SOURCE EXTRACT:

★ ★ ★ ★ ★

I am looking through an existing code base and saw database lock being used. Alarms started sounding off in my head. Isn’t database lock bad practice ? Am I over worrying? If I had multi processes editing the same row I would put an actor / process in front of the database and all processes will have to go through it to execute the updating. Is that a good idea? Or are there other ways to avoid using locks
it all depends…
and mostly comes down to guarantees - I’ve used DB locks in the past for selling items with limited quantity… ensuring that you never oversell…
same could be done by having a single GenServer or similar queuing it up - but here you end up with more loose guarantees, and what if you have multiple servers, clustered?, cluster split?, green/blue deploys? all sorts of complexities…
so depends on your philosophy - I like to have absolute requirements/guarantees in the DB layer, so no matter what is going on that guarantee is enforced…
what are the locks for? something related to money/important stuff - or less important things?
Yes something important related to money. So from your answer I assume there is actually nothing essentially wrong with database locking. Is there every a chance I will land up in a dead lock situation? Cause if it’s managed on the otp level, process can fail fast. But if database fails. Someone will need to restart it or something
If you’re using postgres, locks are tied to transactions, so when the Elixir process crashes due to a timeout, the transaction aborts and the lock is released. Unless the code is going out of it’s way to use session based advisory locks, you aren’t going to end up with the database itself locked up.

★ ★ ★ ★ ★

DATASET ENTRIES:
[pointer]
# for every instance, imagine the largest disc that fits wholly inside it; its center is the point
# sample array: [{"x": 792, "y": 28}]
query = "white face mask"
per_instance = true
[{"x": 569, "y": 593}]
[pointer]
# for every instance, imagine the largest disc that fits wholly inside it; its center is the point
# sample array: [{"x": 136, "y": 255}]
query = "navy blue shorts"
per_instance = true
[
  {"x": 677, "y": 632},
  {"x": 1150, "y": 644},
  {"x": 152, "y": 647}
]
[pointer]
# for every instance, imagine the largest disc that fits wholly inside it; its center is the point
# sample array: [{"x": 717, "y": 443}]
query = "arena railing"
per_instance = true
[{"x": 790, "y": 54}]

★ ★ ★ ★ ★

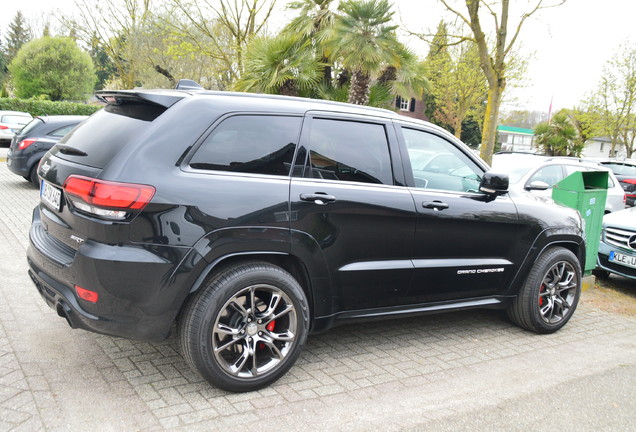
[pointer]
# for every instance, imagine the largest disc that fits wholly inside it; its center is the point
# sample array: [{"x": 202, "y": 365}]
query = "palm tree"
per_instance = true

★ ★ ★ ★ ★

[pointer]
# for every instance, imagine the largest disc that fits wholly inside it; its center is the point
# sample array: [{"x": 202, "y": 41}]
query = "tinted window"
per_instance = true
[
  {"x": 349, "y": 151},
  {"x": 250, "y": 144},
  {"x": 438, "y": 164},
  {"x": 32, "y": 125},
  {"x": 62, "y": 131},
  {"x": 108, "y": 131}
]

★ ★ ★ ★ ★

EXERCISE OBJECTIVE: Write the next reply in the forum thread on database locks, continuing after its last post.

ANSWER TO THIS EXERCISE:
TLDR; A deadlock is not a database failure any more than “row not found” is not a database failure. Modern database will detect a deadlock in nearly all cases and return an error to you - but careful app design will avoid deadlocks in most cases. Avoiding deadlocks does not mean you can avoid unexpected database errors at any time.
As @outlog say, it depends on the guarantees you require. A lot of applications consider the database as the source of truth as a given point in time. Since there is typically concurrent access and update to a database then the guarantees you require need to be considered in that context. Its not typically a major issue if the count of the number of comments on a post in a social system isn’t accurate. But as you said, when money goes missing its bad.
Typically what you are looking for is an appropriate level of transaction isolation. That means what state does the data base needs to be in when a transaction starts to update it. And what state is visible to other transactions when I am doing the update.
There isn’t a one size fits all and so while “optimistic locking” (which isn’t really a lock in the database sense at all) is a common pattern its definitely not appropriate for all use cases.
imho a DB lock where needed is a safe, great, strong and simple tool - of course only use them where absolutely needed, and be aware of the potential bottleneck, and design around that if needed (eg don’t sell 1 million game consoles on launch day through a single DB row lock )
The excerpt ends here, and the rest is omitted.